Written tasks
**a)** Quote the light-system post word for word, everything from "Here is an animation" down to "from the light.".
**b)** Extend the light-system post past its last sentence, carrying on from the search for better attenuation formulas.

This week, I have worked on a light system. It will allow me to simulate a day-night cycle and to create a nice atmosphere during night or inside dungeons and caves.

The Big Picture

My light system uses two textures.

On the first one, I draw all the visible objects without any particular processing.

The other one is cleared with the ambient light color. Then, I draw the contribution of each light one by one with additive blending.

Finally, I draw the lighting texture on the first one with multiplicative blending.

Here is an animation to sum up the process (sorry for the compression artifacts):

Light Shading

For now, my light system only supports point lights.

A point light is defined by the position of its center, a radius, a color and an intensity.

For each point light that is visible on screen, I draw a square centered on the light of size \(2r\), where \(r\) is the radius, and use a shader to set the color of each pixel in the square.

The next step is to choose a formula to describe the color received by a point from the light.

As a point light emits the same light in all the directions, the color received only depends on the distance. Hence, we can use a formula which looks like that:

\[C(d) = attenuation(d) \times I \times C_{light}\]

where \(I\) is the intensity, \(C_{light}\) the color of the light and \(attenuation\) a mapping such that \(attenuation(0) = 1\) and \(attenuation(d) = 0\) for \(d > r\).

My first try was to use a well-known formula for the attenuation of 3D point lights:

\[attenuation(d) = \frac{1}{1 + K_l \times d + K_q \times d^2}\]

Unfortunately, it does not work well as the center is bright but the luminosity decreases quickly. Moreover, it is never zero thus the radius of the light must be really large compared to the useful lit area in order to not see the seam at the border of the square. Here is an example where the seam is visible:

Here is another example with a point light of same radius, intensity and color but I tweaked the parameters \(K_l\) and \(K_q\) so that the seam is invisible. However, the lit area is then even smaller:

Consequently, I looked for other formulas, that are maybe less physically realist, but that gives better results.

Source material
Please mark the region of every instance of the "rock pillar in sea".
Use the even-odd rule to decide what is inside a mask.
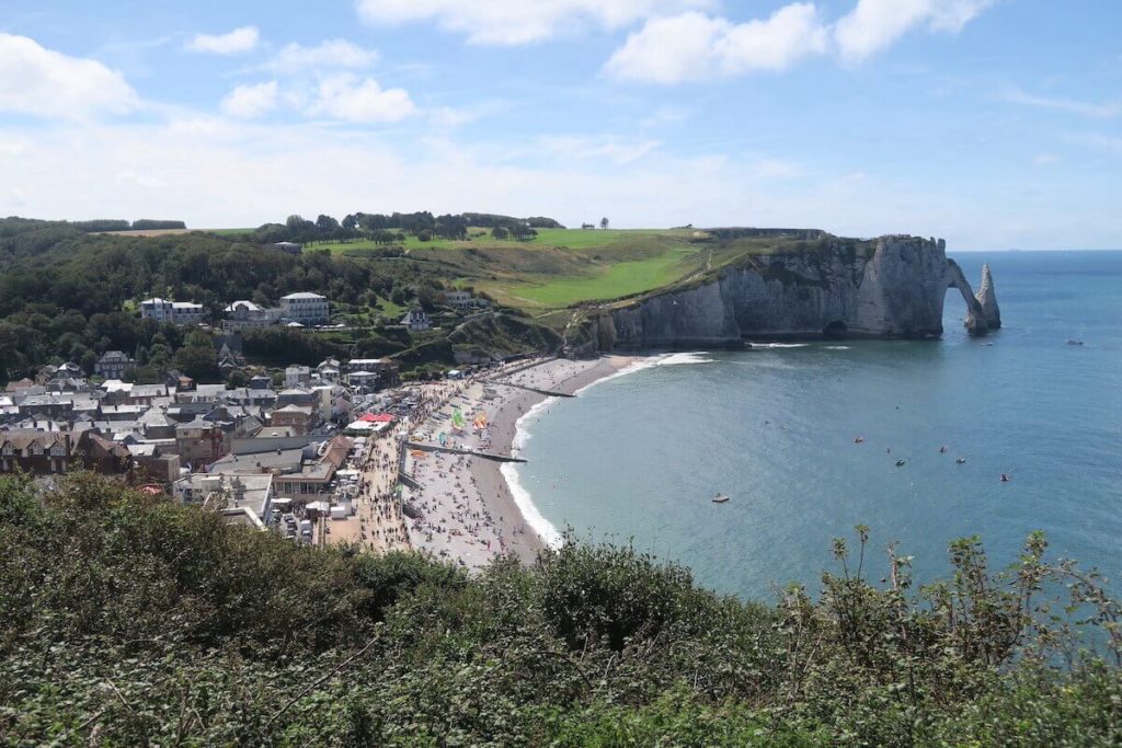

Answer set
**a)**
Here is an animation to sum up the process (sorry for the compression artifacts):

Light Shading

For now, my light system only supports point lights.

A point light is defined by the position of its center, a radius, a color and an intensity.

For each point light that is visible on screen, I draw a square centered on the light of size \(2r\), where \(r\) is the radius, and use a shader to set the color of each pixel in the square.

The next step is to choose a formula to describe the color received by a point from the light.

**b)**
I start with a simple linear attenuation:

\[attenuation(d) = \max(0, 1 - \frac{d}{r})\]

What is nice with this formula is that the luminosity is zero for points outside of the disk of radius \(r\). However, in my opinion, the attenuation is a bit brutal near the border:

To obtain a smoother attenuation, I simply square the previous formula to obtain a quadratic attenuation:

\[attenuation(d) = \max(0, 1 - \frac{d}{r})^2\]

I find the results much more appealing:

Finally, I advise to use a texture that supports HDR with tone mapping. Otherwise, it is likely that the colors will saturate as additive blending is used.

Shadows

For now, we do not take into account any obstacle for the light. We simply draw a square around the light.

To be able, to take into account walls and have shadows, I use a more complex shape. I compute the set of points that are visible for the light center, this set is called the visibility polygon.

There are some good resources on the web that describe algorithms to compute the visibility polygon from naive methods to more elaborate ones. Here are two articles that I found useful to gain some intuition: here and there.

Here is a small demo of my implementation:

I may write a separate article describing my implementation of an \(O(n\log{n})\) algorithm to compute the visibility polygon. A bit like what I did for Fortune’s algorithm, but with even more details as this algorithm is simpler.

Once we have computed the visibility polygon, we just have to render it with the shader to obtain shadows:

Here is an example in a cave:

Here is another video in a cave but this time, I display all the walls in red, the walls that intersect with the light bounding box in yellow and the visibility polygon in green:

Conclusion

That is all for this article on my light system. I may blur the lighting texture to have smoother transitions to shadows. I may also add other types of lights such as spotlights and area lights later.

Next week, I will work on the physics system.

See you next week for more!

If you are interested in my adventures during the development of Vagabond, you can follow me on Twitter.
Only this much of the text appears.